__Text passage__.
^^^^^^^^^^^^^^^^

31. On the Jews: admirable or despicable?

But how does this fit with the harsh things we know Nietzsche said about the Jews? This takes us to a fourth point of difference between Nietzsche and the Nazis.

For all of the negative things Nietzsche says about the Jews, he also respects them and gives them high praise.

Here is a representative quotation from Beyond Good and Evil: “The Jews, however, are beyond any doubt the strongest, toughest, and purest race now living in Europe.”[96]

Here is another, from The Antichrist: “Psychologically considered, the Jewish people are a people endowed with the toughest vital energy, who, placed in impossible circumstances . . . divined a power in these instincts with which one could prevail against ‘the world.’”[97]

He again praises the Jews for having the strength to rule Europe if they chose to: “That the Jews, if they wanted it—or if they were forced into it, which seems to be what the anti-Semites want—could even now have preponderance, indeed quite literally mastery over Europe, that is certain; that they are not working and planning for that is equally certain.”[98]

And in another book, Nietzsche compares the Jews favorably to the Germans—in fact, he identifies a way in which the Jews are superior to the Germans: “Europe owes the Jews no small thanks for making its people more logical, for cleaner intellectual habits—none more so than the Germans, as a lamentably deraisonnable race that even today first needs to be given a good mental drubbing.”[99]

But how can all this praise of the Jews fit with the rest of what he says about the Jews?

^^^^^^^^^^^^^^^^

__Raw data__.

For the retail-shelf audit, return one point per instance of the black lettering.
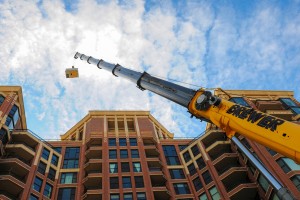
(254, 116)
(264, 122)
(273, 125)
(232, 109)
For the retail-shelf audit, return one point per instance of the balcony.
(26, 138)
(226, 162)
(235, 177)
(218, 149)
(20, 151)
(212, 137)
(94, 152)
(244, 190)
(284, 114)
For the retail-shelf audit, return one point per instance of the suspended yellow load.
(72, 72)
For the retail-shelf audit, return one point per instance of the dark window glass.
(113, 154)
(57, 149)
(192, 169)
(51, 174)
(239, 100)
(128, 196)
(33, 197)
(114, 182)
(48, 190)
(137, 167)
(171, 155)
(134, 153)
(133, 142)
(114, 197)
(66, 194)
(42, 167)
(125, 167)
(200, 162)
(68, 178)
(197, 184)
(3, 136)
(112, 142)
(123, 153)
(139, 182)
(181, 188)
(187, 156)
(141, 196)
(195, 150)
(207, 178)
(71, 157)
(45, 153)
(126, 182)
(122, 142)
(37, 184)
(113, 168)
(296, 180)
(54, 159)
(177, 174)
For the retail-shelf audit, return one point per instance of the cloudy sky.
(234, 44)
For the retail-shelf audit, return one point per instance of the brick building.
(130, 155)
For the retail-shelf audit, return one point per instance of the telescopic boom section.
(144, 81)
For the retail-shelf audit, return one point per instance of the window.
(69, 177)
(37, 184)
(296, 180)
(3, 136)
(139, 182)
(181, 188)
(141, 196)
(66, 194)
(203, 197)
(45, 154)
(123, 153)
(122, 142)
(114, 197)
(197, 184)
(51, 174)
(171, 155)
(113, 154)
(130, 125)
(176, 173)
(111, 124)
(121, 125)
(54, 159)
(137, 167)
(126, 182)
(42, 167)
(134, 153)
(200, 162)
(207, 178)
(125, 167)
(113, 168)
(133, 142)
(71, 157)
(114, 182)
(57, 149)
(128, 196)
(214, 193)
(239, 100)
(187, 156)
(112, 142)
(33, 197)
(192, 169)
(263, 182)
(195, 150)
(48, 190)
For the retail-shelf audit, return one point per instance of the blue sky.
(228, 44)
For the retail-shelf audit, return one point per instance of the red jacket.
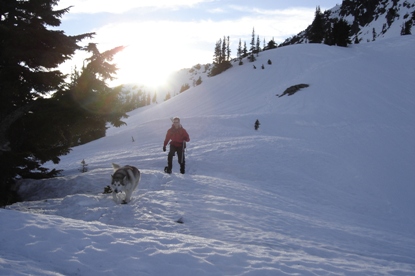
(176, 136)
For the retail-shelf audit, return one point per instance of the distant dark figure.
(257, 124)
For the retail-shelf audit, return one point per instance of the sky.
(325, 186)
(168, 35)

^^^^^^^^^^^^^^^^

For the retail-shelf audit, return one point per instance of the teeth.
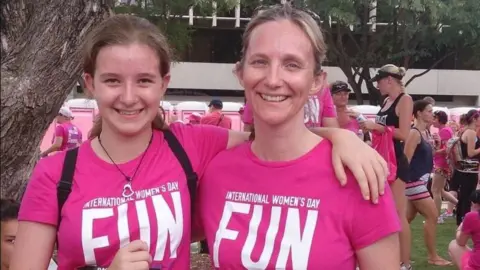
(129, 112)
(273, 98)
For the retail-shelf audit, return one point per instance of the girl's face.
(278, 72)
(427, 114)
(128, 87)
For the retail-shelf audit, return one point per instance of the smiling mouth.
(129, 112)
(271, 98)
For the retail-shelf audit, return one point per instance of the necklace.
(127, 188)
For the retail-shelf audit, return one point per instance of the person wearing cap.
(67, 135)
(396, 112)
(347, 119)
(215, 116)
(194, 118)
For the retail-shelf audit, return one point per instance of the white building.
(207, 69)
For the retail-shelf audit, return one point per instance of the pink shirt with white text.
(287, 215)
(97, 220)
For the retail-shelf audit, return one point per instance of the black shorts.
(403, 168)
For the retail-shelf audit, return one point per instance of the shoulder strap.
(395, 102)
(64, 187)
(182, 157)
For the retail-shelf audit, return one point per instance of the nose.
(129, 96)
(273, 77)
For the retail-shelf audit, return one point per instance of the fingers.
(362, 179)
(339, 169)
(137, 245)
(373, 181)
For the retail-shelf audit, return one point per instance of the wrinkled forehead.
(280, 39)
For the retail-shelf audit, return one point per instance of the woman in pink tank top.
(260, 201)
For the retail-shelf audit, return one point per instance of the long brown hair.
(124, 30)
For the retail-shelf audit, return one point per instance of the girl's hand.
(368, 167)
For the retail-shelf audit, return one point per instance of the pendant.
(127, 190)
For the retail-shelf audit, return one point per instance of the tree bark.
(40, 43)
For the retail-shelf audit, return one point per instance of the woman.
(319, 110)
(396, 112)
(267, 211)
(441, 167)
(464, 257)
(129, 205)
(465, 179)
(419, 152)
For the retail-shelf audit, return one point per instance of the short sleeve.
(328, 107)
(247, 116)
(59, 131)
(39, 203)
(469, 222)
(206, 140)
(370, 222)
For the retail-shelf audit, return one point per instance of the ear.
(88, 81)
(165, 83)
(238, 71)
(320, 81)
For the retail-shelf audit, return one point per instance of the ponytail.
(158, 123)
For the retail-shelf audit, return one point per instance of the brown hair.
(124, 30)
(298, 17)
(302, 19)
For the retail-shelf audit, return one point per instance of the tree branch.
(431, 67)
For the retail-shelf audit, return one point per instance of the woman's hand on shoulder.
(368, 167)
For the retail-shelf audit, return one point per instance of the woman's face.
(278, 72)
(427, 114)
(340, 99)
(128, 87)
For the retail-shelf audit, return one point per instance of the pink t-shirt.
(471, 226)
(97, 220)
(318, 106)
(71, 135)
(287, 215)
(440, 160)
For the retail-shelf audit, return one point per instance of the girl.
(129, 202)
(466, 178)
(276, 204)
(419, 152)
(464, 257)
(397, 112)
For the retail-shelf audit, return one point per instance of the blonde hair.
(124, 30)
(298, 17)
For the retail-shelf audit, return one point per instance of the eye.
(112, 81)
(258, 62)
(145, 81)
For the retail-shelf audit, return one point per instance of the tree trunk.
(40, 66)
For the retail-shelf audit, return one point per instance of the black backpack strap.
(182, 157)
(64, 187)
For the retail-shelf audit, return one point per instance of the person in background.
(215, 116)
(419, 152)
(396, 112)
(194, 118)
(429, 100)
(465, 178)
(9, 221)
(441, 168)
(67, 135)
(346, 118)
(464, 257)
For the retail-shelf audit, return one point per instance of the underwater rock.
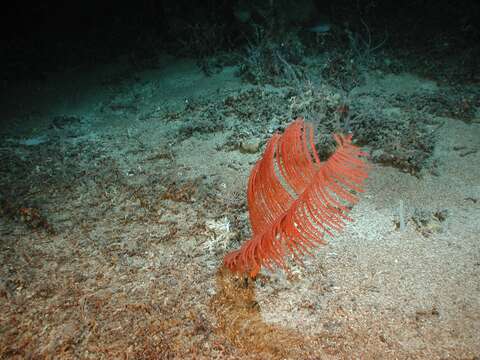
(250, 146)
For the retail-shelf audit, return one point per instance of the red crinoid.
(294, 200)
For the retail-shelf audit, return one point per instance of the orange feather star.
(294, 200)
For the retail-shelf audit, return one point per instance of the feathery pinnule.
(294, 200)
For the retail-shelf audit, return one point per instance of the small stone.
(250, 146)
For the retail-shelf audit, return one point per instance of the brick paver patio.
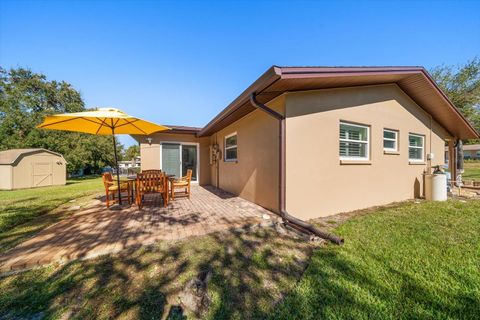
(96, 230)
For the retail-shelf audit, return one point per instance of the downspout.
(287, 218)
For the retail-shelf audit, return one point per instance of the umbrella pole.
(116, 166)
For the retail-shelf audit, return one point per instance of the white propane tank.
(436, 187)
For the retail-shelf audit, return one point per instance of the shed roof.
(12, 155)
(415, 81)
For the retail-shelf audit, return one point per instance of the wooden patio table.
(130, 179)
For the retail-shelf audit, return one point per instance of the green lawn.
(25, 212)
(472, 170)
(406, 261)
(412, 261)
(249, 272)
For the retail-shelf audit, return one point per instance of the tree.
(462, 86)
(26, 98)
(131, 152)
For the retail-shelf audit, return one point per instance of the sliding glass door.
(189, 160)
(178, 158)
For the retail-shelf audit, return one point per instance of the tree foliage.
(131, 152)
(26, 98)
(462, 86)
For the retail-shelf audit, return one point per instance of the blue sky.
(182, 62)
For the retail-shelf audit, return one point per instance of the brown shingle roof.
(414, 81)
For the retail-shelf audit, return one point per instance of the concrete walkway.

^^^^^^^^^^^^^^^^

Reproduce the part of the passage on Nietzsche and the Jews starting with "He again praises" and going on through "says about the Jews?".

__Correct answer__.
He again praises the Jews for having the strength to rule Europe if they chose to: “That the Jews, if they wanted it—or if they were forced into it, which seems to be what the anti-Semites want—could even now have preponderance, indeed quite literally mastery over Europe, that is certain; that they are not working and planning for that is equally certain.”[98]

And in another book, Nietzsche compares the Jews favorably to the Germans—in fact, he identifies a way in which the Jews are superior to the Germans: “Europe owes the Jews no small thanks for making its people more logical, for cleaner intellectual habits—none more so than the Germans, as a lamentably deraisonnable race that even today first needs to be given a good mental drubbing.”[99]

But how can all this praise of the Jews fit with the rest of what he says about the Jews?